▶ [YOUR INSTRUCTIONS]: The only acceptable output is every entry, printed exactly.

(Referring expression data)
☆ ☆ ☆

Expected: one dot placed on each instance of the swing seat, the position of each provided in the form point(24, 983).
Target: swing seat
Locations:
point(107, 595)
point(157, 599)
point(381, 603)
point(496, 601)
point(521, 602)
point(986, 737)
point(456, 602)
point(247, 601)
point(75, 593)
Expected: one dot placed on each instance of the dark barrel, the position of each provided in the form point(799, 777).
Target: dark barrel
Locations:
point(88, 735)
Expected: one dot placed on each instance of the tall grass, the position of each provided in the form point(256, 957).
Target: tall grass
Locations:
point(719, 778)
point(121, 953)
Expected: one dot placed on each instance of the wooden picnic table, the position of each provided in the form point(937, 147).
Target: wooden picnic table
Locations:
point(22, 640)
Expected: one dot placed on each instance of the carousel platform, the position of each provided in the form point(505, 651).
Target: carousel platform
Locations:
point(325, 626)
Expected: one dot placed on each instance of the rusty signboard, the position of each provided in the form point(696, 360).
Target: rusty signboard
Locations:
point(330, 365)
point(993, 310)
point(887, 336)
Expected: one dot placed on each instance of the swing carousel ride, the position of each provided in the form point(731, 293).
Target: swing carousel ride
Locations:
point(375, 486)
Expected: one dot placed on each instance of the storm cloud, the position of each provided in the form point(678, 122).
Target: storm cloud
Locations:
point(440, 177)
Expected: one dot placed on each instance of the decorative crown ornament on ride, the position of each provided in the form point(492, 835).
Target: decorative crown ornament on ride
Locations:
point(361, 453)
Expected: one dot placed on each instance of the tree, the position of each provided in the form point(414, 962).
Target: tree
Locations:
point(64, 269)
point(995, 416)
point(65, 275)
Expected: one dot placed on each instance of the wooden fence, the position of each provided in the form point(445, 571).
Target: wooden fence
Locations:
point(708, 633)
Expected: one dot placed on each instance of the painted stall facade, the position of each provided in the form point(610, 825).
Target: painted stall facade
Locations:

☆ ☆ ☆

▶ [SOLUTION]:
Expected: one dot placed on each instance of the swing seat, the position of each provided in the form point(24, 983).
Target: swing seat
Locations:
point(107, 595)
point(157, 599)
point(381, 603)
point(496, 601)
point(521, 602)
point(986, 737)
point(456, 602)
point(247, 601)
point(75, 593)
Expected: one dot placed on each instance of the dark barrel, the position of each provided in the form point(799, 777).
Target: dark barrel
Locations:
point(88, 735)
Expected: one dot placed on each instance of the tall grass, the position of each provided in the form point(256, 957).
Target: tall grass
Locations:
point(719, 778)
point(121, 953)
Expected: one dot placed on each instance of the wooden picnic table, the position of each provided in the form point(937, 147).
Target: wooden picnic table
Locations:
point(22, 640)
Expected: one dot placed on each instance of the carousel platform, the position of each provided in the form point(505, 651).
Target: carousel platform
Locations:
point(325, 626)
Expected: one dot placed on each instance of the rusty signboard, the position of each provided in the form point(696, 360).
Target: rusty signboard
Locations:
point(330, 365)
point(993, 310)
point(887, 336)
Expected: one dot placed on each instance of the swing carousel ride, the position of each provided in the form point(731, 293).
Target: swing carousel ride
Locations:
point(375, 486)
Expected: one dot placed on each instance of the storm cloud, the position of each provided in the form point(678, 122).
Target: storm cloud
Locations:
point(440, 177)
Expected: one dot placed on each instance of the decorative crown ornament on ride, the position of each provided in the form point(492, 835).
Target: decorative crown ornament on ride
Locations:
point(361, 453)
Expected: one dot placed on each instance of the tree, the position of each provided in the form point(414, 962).
Target: tree
Locations:
point(64, 269)
point(995, 416)
point(65, 275)
Expected: one dot placed on each instance of the wooden fence, the position of each provided in the form point(445, 571).
Target: wooden fence
Locations:
point(708, 633)
Expected: one dot placed on each instance of the painted stall facade, the position of each provided in the form point(610, 825).
Target: painted stall facade
Locations:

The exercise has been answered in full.